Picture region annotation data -
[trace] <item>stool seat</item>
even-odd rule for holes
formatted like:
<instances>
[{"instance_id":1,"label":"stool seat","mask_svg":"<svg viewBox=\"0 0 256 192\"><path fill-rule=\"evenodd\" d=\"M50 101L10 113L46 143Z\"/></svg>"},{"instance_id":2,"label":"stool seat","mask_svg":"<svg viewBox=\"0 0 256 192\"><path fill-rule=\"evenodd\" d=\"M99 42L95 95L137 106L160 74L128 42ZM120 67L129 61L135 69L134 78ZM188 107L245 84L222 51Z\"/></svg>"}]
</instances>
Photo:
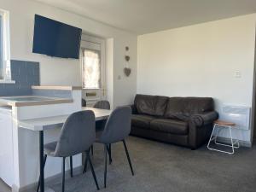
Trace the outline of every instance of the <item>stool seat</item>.
<instances>
[{"instance_id":1,"label":"stool seat","mask_svg":"<svg viewBox=\"0 0 256 192\"><path fill-rule=\"evenodd\" d=\"M224 120L215 120L214 124L218 124L219 125L225 125L225 126L235 126L236 124L232 122L227 122Z\"/></svg>"}]
</instances>

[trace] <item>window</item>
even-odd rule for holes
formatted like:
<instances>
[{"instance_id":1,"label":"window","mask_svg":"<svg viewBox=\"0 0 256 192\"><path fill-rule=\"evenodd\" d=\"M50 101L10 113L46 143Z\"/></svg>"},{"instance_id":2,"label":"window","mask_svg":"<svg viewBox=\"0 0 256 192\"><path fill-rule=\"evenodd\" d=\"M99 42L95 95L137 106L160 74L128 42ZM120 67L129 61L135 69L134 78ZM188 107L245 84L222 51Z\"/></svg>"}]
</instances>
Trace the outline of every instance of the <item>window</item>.
<instances>
[{"instance_id":1,"label":"window","mask_svg":"<svg viewBox=\"0 0 256 192\"><path fill-rule=\"evenodd\" d=\"M83 49L83 88L101 89L101 55L92 49Z\"/></svg>"},{"instance_id":2,"label":"window","mask_svg":"<svg viewBox=\"0 0 256 192\"><path fill-rule=\"evenodd\" d=\"M0 81L10 81L9 12L0 9Z\"/></svg>"},{"instance_id":3,"label":"window","mask_svg":"<svg viewBox=\"0 0 256 192\"><path fill-rule=\"evenodd\" d=\"M3 79L3 16L0 15L0 79Z\"/></svg>"}]
</instances>

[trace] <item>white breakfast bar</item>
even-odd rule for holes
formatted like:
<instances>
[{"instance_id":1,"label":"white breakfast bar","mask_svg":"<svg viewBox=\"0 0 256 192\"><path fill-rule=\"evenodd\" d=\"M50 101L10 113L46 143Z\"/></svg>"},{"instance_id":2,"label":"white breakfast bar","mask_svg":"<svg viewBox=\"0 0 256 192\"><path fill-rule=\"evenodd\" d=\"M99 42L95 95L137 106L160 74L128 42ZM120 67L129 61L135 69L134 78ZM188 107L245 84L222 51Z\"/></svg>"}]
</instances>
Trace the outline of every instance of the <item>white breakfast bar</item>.
<instances>
[{"instance_id":1,"label":"white breakfast bar","mask_svg":"<svg viewBox=\"0 0 256 192\"><path fill-rule=\"evenodd\" d=\"M58 140L71 113L93 110L96 120L110 114L110 110L82 108L81 97L81 88L73 86L36 86L31 96L0 97L0 178L13 192L34 188L40 173L44 191L44 177L61 172L58 158L49 158L43 170L44 143ZM73 166L82 166L81 154L73 157Z\"/></svg>"},{"instance_id":2,"label":"white breakfast bar","mask_svg":"<svg viewBox=\"0 0 256 192\"><path fill-rule=\"evenodd\" d=\"M98 109L93 108L82 108L82 110L91 110L95 113L96 121L108 119L111 110ZM44 192L44 131L46 129L57 128L63 125L69 115L60 115L47 118L38 118L19 121L20 128L39 131L39 154L40 154L40 189Z\"/></svg>"}]
</instances>

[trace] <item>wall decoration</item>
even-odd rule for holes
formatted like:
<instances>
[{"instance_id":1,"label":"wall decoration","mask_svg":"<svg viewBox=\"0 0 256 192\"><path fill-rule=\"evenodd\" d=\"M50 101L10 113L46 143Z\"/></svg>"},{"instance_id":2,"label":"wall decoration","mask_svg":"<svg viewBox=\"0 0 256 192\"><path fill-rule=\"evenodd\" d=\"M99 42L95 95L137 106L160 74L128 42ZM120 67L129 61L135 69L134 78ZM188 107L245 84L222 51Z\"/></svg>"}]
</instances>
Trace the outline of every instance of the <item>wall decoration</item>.
<instances>
[{"instance_id":1,"label":"wall decoration","mask_svg":"<svg viewBox=\"0 0 256 192\"><path fill-rule=\"evenodd\" d=\"M129 47L128 46L125 47L125 50L126 50L126 52L128 52L128 50L129 50ZM125 64L125 67L124 68L124 73L126 75L126 77L129 77L130 74L131 74L131 69L129 67L130 59L131 58L130 58L130 56L128 55L125 55L125 60L126 61L126 64Z\"/></svg>"}]
</instances>

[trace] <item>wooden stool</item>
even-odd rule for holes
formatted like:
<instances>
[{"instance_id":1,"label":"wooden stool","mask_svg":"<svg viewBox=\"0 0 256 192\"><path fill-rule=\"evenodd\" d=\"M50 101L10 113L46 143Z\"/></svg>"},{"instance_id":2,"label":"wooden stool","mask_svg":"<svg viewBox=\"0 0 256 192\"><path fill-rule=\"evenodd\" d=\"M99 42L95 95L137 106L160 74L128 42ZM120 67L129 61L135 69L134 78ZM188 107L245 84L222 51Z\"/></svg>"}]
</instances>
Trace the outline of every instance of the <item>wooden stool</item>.
<instances>
[{"instance_id":1,"label":"wooden stool","mask_svg":"<svg viewBox=\"0 0 256 192\"><path fill-rule=\"evenodd\" d=\"M231 122L226 122L226 121L222 121L222 120L218 120L218 119L214 121L214 126L213 126L213 130L212 130L210 140L209 140L208 144L207 144L207 148L210 149L210 150L218 151L218 152L222 152L222 153L225 153L225 154L234 154L235 153L234 148L239 148L238 140L234 142L233 137L232 137L232 130L231 129L235 125L236 125L236 124L231 123ZM230 130L231 144L223 144L223 143L219 143L217 142L218 133L216 135L213 135L214 131L215 131L217 126L219 127L219 128L224 128L224 129L229 129ZM232 148L232 152L210 148L210 143L213 140L214 140L214 143L215 143L216 145L222 145L222 146L226 146L226 147Z\"/></svg>"}]
</instances>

Instructions to follow - Output all of the data exactly as it stands, minus any images.

The answer -
[trace] <item>stool seat</item>
even-odd rule for holes
formatted like:
<instances>
[{"instance_id":1,"label":"stool seat","mask_svg":"<svg viewBox=\"0 0 256 192\"><path fill-rule=\"evenodd\" d=\"M50 101L10 113L46 143Z\"/></svg>"},{"instance_id":2,"label":"stool seat","mask_svg":"<svg viewBox=\"0 0 256 192\"><path fill-rule=\"evenodd\" d=\"M99 42L95 95L137 106L160 74L128 42ZM120 67L129 61L135 69L134 78ZM188 107L245 84L222 51Z\"/></svg>"}]
</instances>
Photo:
Trace the outline of every instance of the <item>stool seat</item>.
<instances>
[{"instance_id":1,"label":"stool seat","mask_svg":"<svg viewBox=\"0 0 256 192\"><path fill-rule=\"evenodd\" d=\"M224 120L215 120L214 124L218 124L219 125L225 125L225 126L235 126L236 124L232 122L227 122Z\"/></svg>"}]
</instances>

[trace] <item>window</item>
even-odd rule for holes
formatted like:
<instances>
[{"instance_id":1,"label":"window","mask_svg":"<svg viewBox=\"0 0 256 192\"><path fill-rule=\"evenodd\" d=\"M50 101L10 113L46 143Z\"/></svg>"},{"instance_id":2,"label":"window","mask_svg":"<svg viewBox=\"0 0 256 192\"><path fill-rule=\"evenodd\" d=\"M99 42L95 95L137 106L160 74L128 42ZM120 67L129 61L135 69L134 78ZM188 107L245 84L222 51Z\"/></svg>"}]
</instances>
Trace the outline of every instance of the <item>window</item>.
<instances>
[{"instance_id":1,"label":"window","mask_svg":"<svg viewBox=\"0 0 256 192\"><path fill-rule=\"evenodd\" d=\"M83 49L83 88L101 89L101 55L92 49Z\"/></svg>"},{"instance_id":2,"label":"window","mask_svg":"<svg viewBox=\"0 0 256 192\"><path fill-rule=\"evenodd\" d=\"M0 81L10 81L9 12L0 9Z\"/></svg>"},{"instance_id":3,"label":"window","mask_svg":"<svg viewBox=\"0 0 256 192\"><path fill-rule=\"evenodd\" d=\"M3 79L3 16L0 15L0 79Z\"/></svg>"}]
</instances>

[trace] <item>white breakfast bar</item>
even-odd rule for holes
formatted like:
<instances>
[{"instance_id":1,"label":"white breakfast bar","mask_svg":"<svg viewBox=\"0 0 256 192\"><path fill-rule=\"evenodd\" d=\"M50 101L10 113L46 143Z\"/></svg>"},{"instance_id":2,"label":"white breakfast bar","mask_svg":"<svg viewBox=\"0 0 256 192\"><path fill-rule=\"evenodd\" d=\"M99 42L95 95L137 106L160 74L128 42ZM120 67L129 61L135 69L134 78ZM188 107L245 84L222 51Z\"/></svg>"}]
</instances>
Trace the outline of every instance of the <item>white breakfast bar</item>.
<instances>
[{"instance_id":1,"label":"white breakfast bar","mask_svg":"<svg viewBox=\"0 0 256 192\"><path fill-rule=\"evenodd\" d=\"M58 140L71 113L93 110L96 120L110 114L110 110L82 108L81 97L81 88L73 86L36 86L31 96L0 97L0 178L13 192L34 188L40 173L44 191L44 177L61 172L58 158L49 158L43 170L44 143ZM73 166L82 166L81 154L73 157Z\"/></svg>"},{"instance_id":2,"label":"white breakfast bar","mask_svg":"<svg viewBox=\"0 0 256 192\"><path fill-rule=\"evenodd\" d=\"M98 109L93 108L82 108L82 110L91 110L95 113L96 121L108 119L111 110ZM44 192L44 131L46 129L57 128L63 125L69 115L60 115L47 118L38 118L19 121L20 128L39 131L39 154L40 154L40 189Z\"/></svg>"}]
</instances>

[trace] <item>wall decoration</item>
even-odd rule for holes
formatted like:
<instances>
[{"instance_id":1,"label":"wall decoration","mask_svg":"<svg viewBox=\"0 0 256 192\"><path fill-rule=\"evenodd\" d=\"M50 101L10 113L46 143Z\"/></svg>"},{"instance_id":2,"label":"wall decoration","mask_svg":"<svg viewBox=\"0 0 256 192\"><path fill-rule=\"evenodd\" d=\"M99 42L95 95L137 106L160 74L128 42ZM120 67L129 61L135 69L134 78ZM188 107L245 84L222 51Z\"/></svg>"}]
</instances>
Trace the outline of every instance of the <item>wall decoration</item>.
<instances>
[{"instance_id":1,"label":"wall decoration","mask_svg":"<svg viewBox=\"0 0 256 192\"><path fill-rule=\"evenodd\" d=\"M129 47L128 46L125 47L125 50L126 50L126 52L128 52L128 50L129 50ZM125 64L125 67L124 68L124 73L126 75L126 77L129 77L130 74L131 74L131 69L129 67L130 59L131 58L130 58L130 56L128 55L125 55L125 60L126 61L126 64Z\"/></svg>"}]
</instances>

[trace] <item>wooden stool</item>
even-odd rule for holes
formatted like:
<instances>
[{"instance_id":1,"label":"wooden stool","mask_svg":"<svg viewBox=\"0 0 256 192\"><path fill-rule=\"evenodd\" d=\"M50 101L10 113L46 143Z\"/></svg>"},{"instance_id":2,"label":"wooden stool","mask_svg":"<svg viewBox=\"0 0 256 192\"><path fill-rule=\"evenodd\" d=\"M99 42L95 95L137 106L160 74L128 42ZM120 67L129 61L135 69L134 78ZM188 107L245 84L222 51Z\"/></svg>"}]
</instances>
Trace the outline of every instance of the <item>wooden stool</item>.
<instances>
[{"instance_id":1,"label":"wooden stool","mask_svg":"<svg viewBox=\"0 0 256 192\"><path fill-rule=\"evenodd\" d=\"M231 122L226 122L226 121L222 121L222 120L218 120L218 119L214 121L214 126L213 126L213 130L212 130L210 140L209 140L208 144L207 144L207 148L210 149L210 150L218 151L218 152L222 152L222 153L225 153L225 154L234 154L235 153L234 148L239 148L238 140L234 142L233 137L232 137L232 130L231 129L235 125L236 125L236 124L231 123ZM230 130L231 144L223 144L223 143L219 143L217 142L218 133L216 135L213 135L214 131L215 131L217 126L219 127L219 128L224 128L224 129L229 129ZM232 148L232 152L210 148L210 143L213 140L214 140L214 143L215 143L216 145L222 145L222 146L226 146L226 147Z\"/></svg>"}]
</instances>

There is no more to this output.